Written instruction:
Transcribe verbatim every line from the line containing "For each instance of the treeline" to the end of the entries, including both endpoints. Output nothing beyond those lines.

══════

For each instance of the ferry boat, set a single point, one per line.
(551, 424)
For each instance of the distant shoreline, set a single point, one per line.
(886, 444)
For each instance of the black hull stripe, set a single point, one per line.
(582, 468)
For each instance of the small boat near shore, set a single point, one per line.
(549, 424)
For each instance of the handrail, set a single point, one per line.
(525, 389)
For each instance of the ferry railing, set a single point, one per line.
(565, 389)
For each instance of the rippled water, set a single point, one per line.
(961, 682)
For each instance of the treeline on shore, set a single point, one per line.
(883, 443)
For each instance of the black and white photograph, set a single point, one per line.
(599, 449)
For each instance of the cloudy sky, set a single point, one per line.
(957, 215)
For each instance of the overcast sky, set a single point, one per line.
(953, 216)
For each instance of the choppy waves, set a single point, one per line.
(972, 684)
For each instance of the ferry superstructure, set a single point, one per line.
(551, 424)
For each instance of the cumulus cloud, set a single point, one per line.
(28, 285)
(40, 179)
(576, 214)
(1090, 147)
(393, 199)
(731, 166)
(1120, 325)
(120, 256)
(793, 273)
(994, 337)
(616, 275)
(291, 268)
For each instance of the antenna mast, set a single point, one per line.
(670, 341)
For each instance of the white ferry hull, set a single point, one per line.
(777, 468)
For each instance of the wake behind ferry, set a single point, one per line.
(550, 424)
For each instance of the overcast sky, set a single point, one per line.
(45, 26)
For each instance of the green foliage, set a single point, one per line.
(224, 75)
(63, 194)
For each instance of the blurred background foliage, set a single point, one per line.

══════

Answer for this exercise:
For each instance of the treeline on shore, set a single point, one per line.
(883, 443)
For each instance of the black and white photograph, set a single point, one per line.
(599, 449)
For each instance of the cloudy sky, set a single point, one per line.
(957, 215)
For each instance of the overcast sky, set a single point, one per line.
(953, 216)
For each instance of the choppy waves, set a single point, one per line.
(972, 684)
For each instance of the ferry superstructure, set a single point, one per line.
(551, 424)
For each instance of the cumulus cloud, set a single point, one per line.
(28, 285)
(40, 179)
(576, 214)
(1090, 147)
(393, 199)
(731, 166)
(1120, 325)
(120, 256)
(793, 273)
(994, 337)
(616, 275)
(291, 268)
For each instance of the antenna mast, set a single point, one per line.
(670, 341)
For each instance of the white ferry hull, set a single point, one per line.
(777, 468)
For each instance of the wake behind ferry, set a single point, one per line.
(550, 424)
For each instance of the overcast sky, set a single point, one per line.
(45, 26)
For each instance of the green foliage, set a single point, one per line.
(224, 75)
(63, 194)
For each instance of the blurred background foliage, set a single point, one per line.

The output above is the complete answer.